** Data records follows **

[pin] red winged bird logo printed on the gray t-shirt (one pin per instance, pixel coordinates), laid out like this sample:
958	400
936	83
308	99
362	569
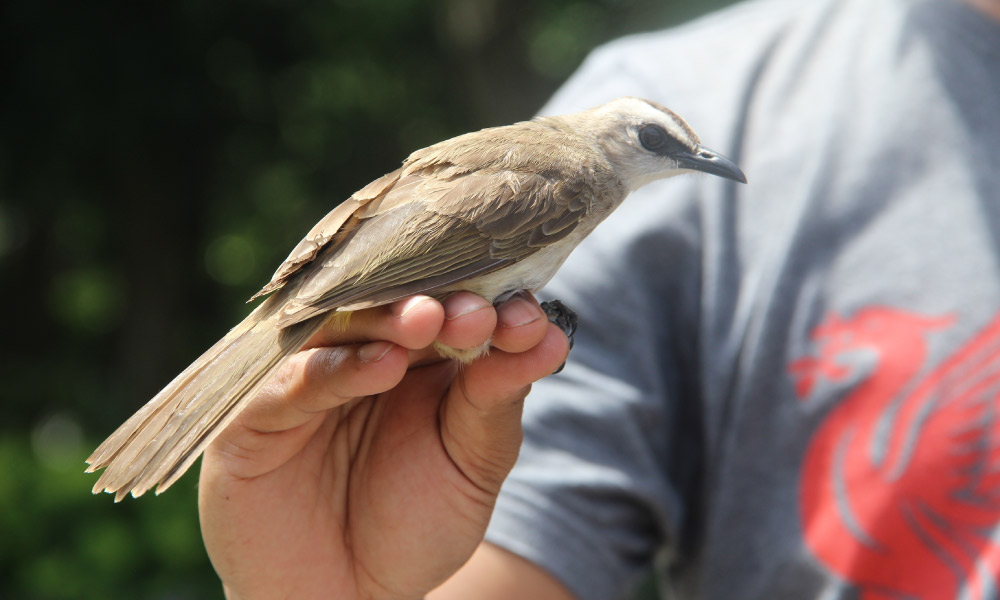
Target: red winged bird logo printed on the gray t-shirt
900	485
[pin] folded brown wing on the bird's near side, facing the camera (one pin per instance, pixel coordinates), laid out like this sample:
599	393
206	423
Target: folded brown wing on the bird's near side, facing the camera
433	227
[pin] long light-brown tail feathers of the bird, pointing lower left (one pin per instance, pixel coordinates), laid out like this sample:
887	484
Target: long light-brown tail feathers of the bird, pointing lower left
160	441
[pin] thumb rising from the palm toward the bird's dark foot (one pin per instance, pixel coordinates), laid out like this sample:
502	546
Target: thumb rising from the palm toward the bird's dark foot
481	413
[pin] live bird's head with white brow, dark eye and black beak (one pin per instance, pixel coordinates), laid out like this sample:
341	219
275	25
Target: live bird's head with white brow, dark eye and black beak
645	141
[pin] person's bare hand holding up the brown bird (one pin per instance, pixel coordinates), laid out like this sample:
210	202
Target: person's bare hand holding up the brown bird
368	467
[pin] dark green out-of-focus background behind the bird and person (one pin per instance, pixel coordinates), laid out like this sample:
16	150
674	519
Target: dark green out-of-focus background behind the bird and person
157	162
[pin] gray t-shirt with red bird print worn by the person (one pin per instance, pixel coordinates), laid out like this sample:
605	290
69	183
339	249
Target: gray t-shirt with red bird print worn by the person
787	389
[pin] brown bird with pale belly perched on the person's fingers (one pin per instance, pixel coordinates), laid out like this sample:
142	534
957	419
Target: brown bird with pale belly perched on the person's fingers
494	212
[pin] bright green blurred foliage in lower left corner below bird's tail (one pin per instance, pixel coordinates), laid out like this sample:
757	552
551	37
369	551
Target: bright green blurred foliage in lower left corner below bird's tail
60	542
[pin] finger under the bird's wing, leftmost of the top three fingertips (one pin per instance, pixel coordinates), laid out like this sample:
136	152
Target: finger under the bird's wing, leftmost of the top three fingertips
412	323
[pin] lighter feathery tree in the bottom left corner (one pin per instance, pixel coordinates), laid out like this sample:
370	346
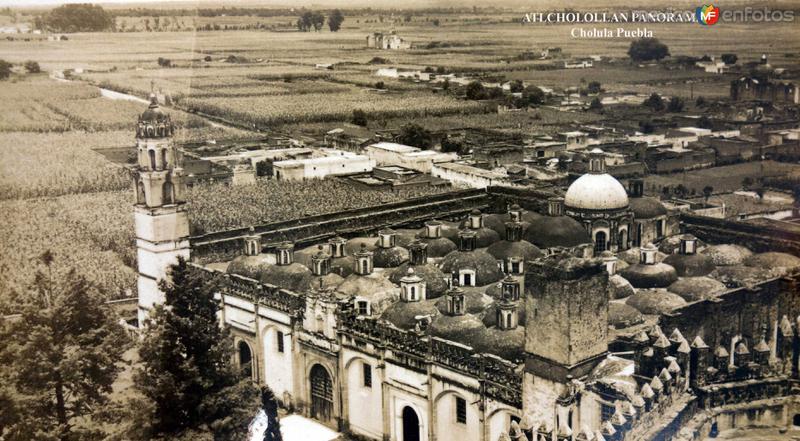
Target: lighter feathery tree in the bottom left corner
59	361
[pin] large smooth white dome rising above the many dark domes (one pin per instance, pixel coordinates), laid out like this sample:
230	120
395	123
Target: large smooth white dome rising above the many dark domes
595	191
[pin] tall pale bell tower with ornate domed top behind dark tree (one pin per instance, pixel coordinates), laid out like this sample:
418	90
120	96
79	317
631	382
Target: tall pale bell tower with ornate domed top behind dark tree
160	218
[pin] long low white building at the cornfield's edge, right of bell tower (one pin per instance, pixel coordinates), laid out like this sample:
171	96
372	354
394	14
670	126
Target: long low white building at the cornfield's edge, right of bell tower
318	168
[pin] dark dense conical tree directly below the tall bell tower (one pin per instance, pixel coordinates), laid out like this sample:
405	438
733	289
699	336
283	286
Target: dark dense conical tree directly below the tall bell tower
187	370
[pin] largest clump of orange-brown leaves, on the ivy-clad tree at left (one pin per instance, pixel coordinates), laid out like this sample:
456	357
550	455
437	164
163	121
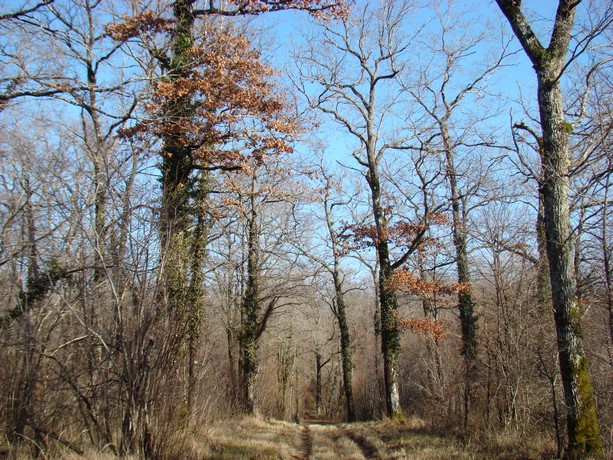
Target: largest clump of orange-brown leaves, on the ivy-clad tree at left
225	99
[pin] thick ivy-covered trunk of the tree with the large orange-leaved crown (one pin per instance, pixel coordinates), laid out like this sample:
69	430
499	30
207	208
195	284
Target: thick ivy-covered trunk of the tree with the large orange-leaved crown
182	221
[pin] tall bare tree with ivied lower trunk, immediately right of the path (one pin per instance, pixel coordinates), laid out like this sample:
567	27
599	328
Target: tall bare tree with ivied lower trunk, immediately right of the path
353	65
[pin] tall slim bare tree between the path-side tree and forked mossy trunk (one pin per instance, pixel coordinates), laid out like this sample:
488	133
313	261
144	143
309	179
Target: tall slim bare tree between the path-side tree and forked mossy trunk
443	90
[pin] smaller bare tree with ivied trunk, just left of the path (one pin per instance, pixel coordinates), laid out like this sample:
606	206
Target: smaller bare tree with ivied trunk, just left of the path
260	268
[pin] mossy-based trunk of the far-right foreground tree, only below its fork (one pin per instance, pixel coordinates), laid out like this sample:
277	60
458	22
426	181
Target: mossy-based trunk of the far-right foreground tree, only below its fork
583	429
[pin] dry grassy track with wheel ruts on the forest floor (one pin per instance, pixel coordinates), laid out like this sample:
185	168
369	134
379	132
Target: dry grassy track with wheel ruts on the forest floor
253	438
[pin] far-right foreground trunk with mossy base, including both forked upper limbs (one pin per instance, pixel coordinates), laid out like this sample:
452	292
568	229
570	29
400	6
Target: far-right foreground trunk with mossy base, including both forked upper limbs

** End of Data records **

▸ **Requirement**: Transcribe the records above exactly, excluding every picture.

▸ **Answer space**:
[pin] red winged bird logo printed on the gray t-shirt (one pin per instance, pixel coordinates), laid out like this sample:
958	400
936	83
308	99
362	569
Target: red winged bird logo printed on the gray t-shirt
900	485
[pin] folded brown wing on the bird's near side, facing the camera (one pin per instance, pixel coordinates), laid out like this sample:
599	393
206	423
Target: folded brown wing on the bird's near side, facing the camera
433	227
[pin] long light-brown tail feathers of the bird, pointing lower left (one pin per instance, pixel coordinates), laid out like this sample:
887	484
Target: long light-brown tail feathers of the bird, pointing lower left
160	441
[pin] thumb rising from the palm toward the bird's dark foot (one pin per instance, pixel coordinates), laid out like this sample:
502	546
Target: thumb rising from the palm toward the bird's dark foot
481	413
[pin] live bird's head with white brow, dark eye and black beak (one pin per instance, pixel coordinates), laid out like this sample:
341	219
275	25
Target: live bird's head with white brow, dark eye and black beak
645	141
[pin] person's bare hand holding up the brown bird (one pin per instance, pixel coordinates), laid out like this sample:
210	202
Target: person's bare hand holding up the brown bird
368	467
[pin] dark green out-of-focus background behind the bird and person (one pin per instance, pixel coordinates), laid out like this sample:
16	150
674	519
Target: dark green out-of-focus background behind the bird and person
157	162
[pin] gray t-shirt with red bird print worn by the person (one pin per instance, pixel coordinates), laid out like this sample:
605	290
69	183
339	249
Target: gray t-shirt with red bird print worn by the person
787	389
[pin] brown bird with pale belly perched on the person's fingers (one pin per instance, pixel coordinates), laid out like this sample:
142	534
957	419
Target: brown bird with pale belly perched on the person's fingers
494	212
[pin] bright green blurred foliage in lower left corner below bird's tail (one pin per instance, pixel coordinates), laid out like this sample:
757	552
551	37
369	551
Target: bright green blurred foliage in lower left corner below bird's tail
60	542
[pin] finger under the bird's wing, leftmost of the top three fingertips (one pin per instance, pixel coordinates), laid out like this sample:
136	152
Target: finger under the bird's wing, leftmost of the top three fingertips
412	323
[pin] lighter feathery tree in the bottom left corner (one pin per instance, pixel coordinates), laid out like this sample:
370	346
Target: lighter feathery tree in the bottom left corner
59	361
[pin] large smooth white dome rising above the many dark domes (one pin per instance, pixel coordinates), laid out like this sample:
230	120
395	123
Target: large smooth white dome rising above the many dark domes
595	191
[pin] tall pale bell tower with ornate domed top behind dark tree (one pin per instance, pixel coordinates), laid out like this sample:
418	90
120	96
79	317
631	382
Target: tall pale bell tower with ornate domed top behind dark tree
160	218
[pin] long low white building at the cornfield's edge, right of bell tower (one pin per instance, pixel coordinates), laid out like this sample:
171	96
372	354
394	14
670	126
Target: long low white building at the cornfield's edge, right of bell tower
318	168
[pin] dark dense conical tree directly below the tall bell tower (one pin per instance, pixel coordinates), laid out like this sample:
405	438
733	289
699	336
283	286
Target: dark dense conical tree directly below the tall bell tower
187	370
[pin] largest clump of orange-brown leaves, on the ivy-clad tree at left (one pin per instance, pixel coordinates), laid out like this sample:
456	357
550	455
437	164
163	121
Target: largest clump of orange-brown leaves, on the ivy-clad tree at left
225	99
[pin] thick ivy-covered trunk of the tree with the large orange-leaved crown (one pin per instance, pixel coordinates), laid out like this sample:
69	430
499	30
207	208
195	284
Target: thick ivy-covered trunk of the tree with the large orange-leaved crown
182	221
[pin] tall bare tree with ivied lower trunk, immediately right of the path (one pin per instance, pixel coordinates), laid out like this sample:
567	27
599	328
Target: tall bare tree with ivied lower trunk, immediately right of the path
353	65
[pin] tall slim bare tree between the path-side tree and forked mossy trunk (one pin per instance, pixel coordinates), laid out like this sample:
488	133
313	261
144	143
309	179
Target: tall slim bare tree between the path-side tree and forked mossy trunk
443	90
[pin] smaller bare tree with ivied trunk, just left of the path (one pin per instance, pixel coordinates), laid out like this sample:
606	206
Target: smaller bare tree with ivied trunk, just left of the path
260	268
[pin] mossy-based trunk of the far-right foreground tree, only below its fork (one pin per instance, pixel coordinates), laid out like this sample:
277	60
458	22
426	181
Target: mossy-based trunk of the far-right foreground tree, only below its fork
583	429
[pin] dry grassy track with wheel ruts on the forest floor (one pin per instance, pixel coordinates), laid out like this sample:
185	168
369	134
379	132
Target: dry grassy track with wheel ruts on the forest floor
253	438
[pin] far-right foreground trunk with mossy base, including both forked upper limbs (one pin per instance, pixel coordinates), laid out like this sample:
452	292
568	229
570	29
400	6
Target: far-right foreground trunk with mossy base, including both forked upper limbs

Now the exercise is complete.